**Your task**
Each record is to be given again without alteration.

Stored data:
----------

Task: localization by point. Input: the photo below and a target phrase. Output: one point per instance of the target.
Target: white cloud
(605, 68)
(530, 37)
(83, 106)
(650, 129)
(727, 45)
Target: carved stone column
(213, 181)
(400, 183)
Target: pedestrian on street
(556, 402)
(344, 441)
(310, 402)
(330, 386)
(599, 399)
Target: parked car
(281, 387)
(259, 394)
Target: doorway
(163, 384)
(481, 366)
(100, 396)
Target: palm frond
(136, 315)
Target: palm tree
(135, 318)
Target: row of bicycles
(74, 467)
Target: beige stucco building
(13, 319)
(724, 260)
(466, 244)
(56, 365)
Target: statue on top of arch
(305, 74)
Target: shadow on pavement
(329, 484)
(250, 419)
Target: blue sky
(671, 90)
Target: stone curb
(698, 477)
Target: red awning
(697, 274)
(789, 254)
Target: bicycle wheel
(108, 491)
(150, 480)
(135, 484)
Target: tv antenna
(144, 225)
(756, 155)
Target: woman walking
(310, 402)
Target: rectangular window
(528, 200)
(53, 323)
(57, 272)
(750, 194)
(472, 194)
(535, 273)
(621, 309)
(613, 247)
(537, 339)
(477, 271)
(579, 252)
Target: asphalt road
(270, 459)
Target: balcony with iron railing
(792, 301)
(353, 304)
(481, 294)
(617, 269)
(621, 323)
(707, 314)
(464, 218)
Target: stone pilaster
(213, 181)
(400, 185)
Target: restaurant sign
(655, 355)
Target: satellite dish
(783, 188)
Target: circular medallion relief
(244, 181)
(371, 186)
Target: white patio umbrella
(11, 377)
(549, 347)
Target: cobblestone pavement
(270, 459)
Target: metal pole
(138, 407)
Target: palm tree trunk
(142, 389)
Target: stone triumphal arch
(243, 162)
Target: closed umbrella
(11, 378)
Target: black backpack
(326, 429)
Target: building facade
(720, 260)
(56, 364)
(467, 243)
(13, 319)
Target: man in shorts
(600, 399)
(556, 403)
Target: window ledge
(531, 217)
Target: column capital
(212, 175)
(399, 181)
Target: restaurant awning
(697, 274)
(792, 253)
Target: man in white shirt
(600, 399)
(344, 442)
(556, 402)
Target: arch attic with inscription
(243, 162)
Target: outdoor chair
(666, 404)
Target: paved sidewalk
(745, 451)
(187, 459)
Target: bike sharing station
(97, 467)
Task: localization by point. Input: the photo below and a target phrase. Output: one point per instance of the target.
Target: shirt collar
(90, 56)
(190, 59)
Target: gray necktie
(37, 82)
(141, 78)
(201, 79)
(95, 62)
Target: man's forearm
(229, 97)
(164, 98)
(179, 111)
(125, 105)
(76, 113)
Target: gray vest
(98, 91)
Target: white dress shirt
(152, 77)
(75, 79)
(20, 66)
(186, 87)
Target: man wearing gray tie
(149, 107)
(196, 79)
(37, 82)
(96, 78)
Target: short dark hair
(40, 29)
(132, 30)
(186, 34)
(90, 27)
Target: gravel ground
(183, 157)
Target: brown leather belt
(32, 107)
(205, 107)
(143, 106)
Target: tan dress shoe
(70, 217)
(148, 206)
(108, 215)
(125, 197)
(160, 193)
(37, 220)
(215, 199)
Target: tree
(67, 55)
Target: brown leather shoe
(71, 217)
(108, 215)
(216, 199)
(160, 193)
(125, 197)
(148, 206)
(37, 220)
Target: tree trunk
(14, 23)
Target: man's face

----------

**Problem solution**
Task: localization by point. Input: the photo below and a target phrase. Output: one point per instance of the target.
Target: white cloud
(605, 68)
(530, 37)
(83, 106)
(650, 129)
(727, 45)
Target: carved stone column
(213, 181)
(400, 183)
Target: pedestrian on street
(556, 402)
(344, 441)
(310, 402)
(330, 386)
(599, 399)
Target: parked car
(281, 387)
(259, 394)
Target: doorway
(163, 384)
(481, 366)
(100, 396)
Target: palm frond
(136, 315)
Target: palm tree
(135, 318)
Target: row of bicycles
(74, 467)
Target: beige stucco building
(13, 319)
(724, 260)
(466, 244)
(56, 365)
Target: statue on top of arch
(305, 74)
Target: shadow on pavement
(329, 484)
(250, 419)
Target: blue sky
(671, 90)
Target: stone curb
(698, 477)
Target: red awning
(697, 274)
(789, 254)
Target: bicycle wheel
(108, 491)
(150, 480)
(135, 484)
Target: tv antenna
(144, 225)
(756, 155)
Target: woman walking
(310, 402)
Target: rectangular window
(528, 200)
(53, 323)
(57, 272)
(750, 194)
(472, 194)
(535, 273)
(621, 309)
(613, 247)
(537, 339)
(477, 271)
(579, 252)
Target: asphalt road
(270, 459)
Target: balcony with iron railing
(792, 301)
(353, 304)
(481, 294)
(617, 269)
(621, 323)
(707, 314)
(464, 218)
Target: stone pilaster
(213, 181)
(400, 185)
Target: restaurant sign
(655, 355)
Target: satellite dish
(783, 188)
Target: circular medallion relief
(244, 181)
(371, 186)
Target: white patio umbrella
(11, 377)
(549, 347)
Target: cobblestone pavement
(270, 459)
Target: metal pole
(138, 407)
Target: palm tree trunk
(142, 389)
Target: stone triumphal arch
(243, 162)
Target: closed umbrella
(11, 378)
Target: black backpack
(326, 429)
Target: building facade
(720, 260)
(56, 364)
(467, 243)
(13, 319)
Target: man in shorts
(600, 399)
(556, 403)
Target: window ledge
(531, 217)
Target: column capital
(212, 175)
(399, 181)
Target: restaurant awning
(697, 274)
(792, 253)
Target: man in white shirt
(600, 399)
(344, 442)
(556, 402)
Target: arch attic with inscription
(243, 162)
Target: outdoor chair
(666, 404)
Target: paved sidewalk
(745, 451)
(187, 459)
Target: bike sharing station
(97, 467)
Task: localization by point. Input: the photo below and a target phrase. Output: one point per instance of the target.
Target: shirt collar
(90, 56)
(190, 59)
Target: gray necktie
(37, 82)
(141, 78)
(201, 79)
(95, 62)
Target: man's forearm
(229, 97)
(164, 98)
(179, 111)
(125, 105)
(76, 113)
Target: gray vest
(98, 91)
Target: white dress shirt
(152, 77)
(75, 79)
(20, 66)
(186, 87)
Target: man wearing gray tie
(149, 107)
(196, 79)
(37, 82)
(96, 78)
Target: short dark hair
(40, 29)
(132, 30)
(186, 34)
(90, 27)
Target: gravel ground
(183, 157)
Target: brown leather belt
(32, 107)
(205, 107)
(143, 106)
Target: tan dress shoe
(70, 217)
(148, 206)
(108, 215)
(125, 197)
(160, 193)
(37, 220)
(215, 199)
Target: tree
(67, 55)
Target: brown leather shoe
(71, 217)
(108, 215)
(216, 199)
(160, 193)
(125, 197)
(148, 206)
(37, 220)
Target: tree trunk
(14, 23)
Target: man's face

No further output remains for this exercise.